What the task requires: Every line of the material is to be repeated exactly as it stands.

Source data:
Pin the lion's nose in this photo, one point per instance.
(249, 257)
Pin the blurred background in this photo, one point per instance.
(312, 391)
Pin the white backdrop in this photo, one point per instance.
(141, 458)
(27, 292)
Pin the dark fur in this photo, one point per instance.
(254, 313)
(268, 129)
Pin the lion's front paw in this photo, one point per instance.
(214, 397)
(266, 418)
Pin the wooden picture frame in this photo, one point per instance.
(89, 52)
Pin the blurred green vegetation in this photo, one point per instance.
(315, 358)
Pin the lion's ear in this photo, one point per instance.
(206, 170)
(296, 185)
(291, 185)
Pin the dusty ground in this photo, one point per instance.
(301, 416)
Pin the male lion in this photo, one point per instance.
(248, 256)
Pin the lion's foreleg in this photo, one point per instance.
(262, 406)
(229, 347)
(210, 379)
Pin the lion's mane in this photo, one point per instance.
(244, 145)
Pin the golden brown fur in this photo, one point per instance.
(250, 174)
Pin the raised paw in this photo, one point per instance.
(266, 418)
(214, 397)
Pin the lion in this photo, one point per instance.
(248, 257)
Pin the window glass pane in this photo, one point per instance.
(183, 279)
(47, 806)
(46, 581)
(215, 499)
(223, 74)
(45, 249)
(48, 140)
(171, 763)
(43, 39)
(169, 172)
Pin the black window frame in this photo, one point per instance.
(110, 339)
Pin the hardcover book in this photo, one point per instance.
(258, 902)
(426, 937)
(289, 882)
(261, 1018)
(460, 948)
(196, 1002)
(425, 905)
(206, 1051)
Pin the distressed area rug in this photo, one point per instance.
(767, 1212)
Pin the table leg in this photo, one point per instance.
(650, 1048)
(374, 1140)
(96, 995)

Response below:
Pin the lion's nose in this photo, one point per instance.
(249, 257)
Pin the blurred background in this photo, one point per instance.
(312, 391)
Pin the white backdrop in this photo, one point per instance.
(141, 458)
(27, 292)
Pin the dark fur in this photo, one point per instance.
(254, 313)
(268, 129)
Pin the lion's front paw in this photo, one point per instance.
(214, 397)
(266, 418)
Pin the wooden picture frame in this photo, one point per instance.
(89, 52)
Pin the blurred green vegetation in this photo, one point per instance.
(315, 358)
Pin the lion's ear in this photo, one point per instance.
(206, 170)
(296, 185)
(291, 185)
Pin the dusty ground in this photo, one point per instance.
(301, 416)
Pin the male lion in this photo, one point per instance.
(248, 256)
Pin the lion's foreleg in this photo, one point per instance.
(262, 406)
(229, 347)
(210, 379)
Pin the lion's mane in this photo, one point per instance.
(244, 145)
Pin the golden brown fur in this photo, one point per instance.
(250, 174)
Pin the raised paw in this photo, one point per instance.
(266, 418)
(214, 397)
Pin the lion in this photo, one point per instance.
(248, 257)
Pin the window glass pane in this photo, one point per instance.
(183, 279)
(47, 806)
(46, 581)
(215, 499)
(223, 74)
(45, 249)
(48, 140)
(171, 763)
(43, 39)
(169, 172)
Pin the black window frame in this photo, one point per instance.
(110, 339)
Pin the hardcover book in this photo, one point per instance.
(258, 902)
(426, 937)
(289, 882)
(261, 1018)
(460, 948)
(196, 1002)
(425, 905)
(206, 1051)
Pin the distressed area rug in this photo, one point per instance.
(767, 1212)
Pin the table leg in this photo, one point per instance.
(650, 1048)
(374, 1140)
(96, 995)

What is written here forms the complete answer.